Problem description
Pick out each line of the material below that contains the string "player". Case matters.

Listing
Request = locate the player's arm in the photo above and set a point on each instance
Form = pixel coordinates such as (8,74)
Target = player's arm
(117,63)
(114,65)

Response to this task
Request = locate the player's arm in the photo above and set a point on each instance
Target = player's arm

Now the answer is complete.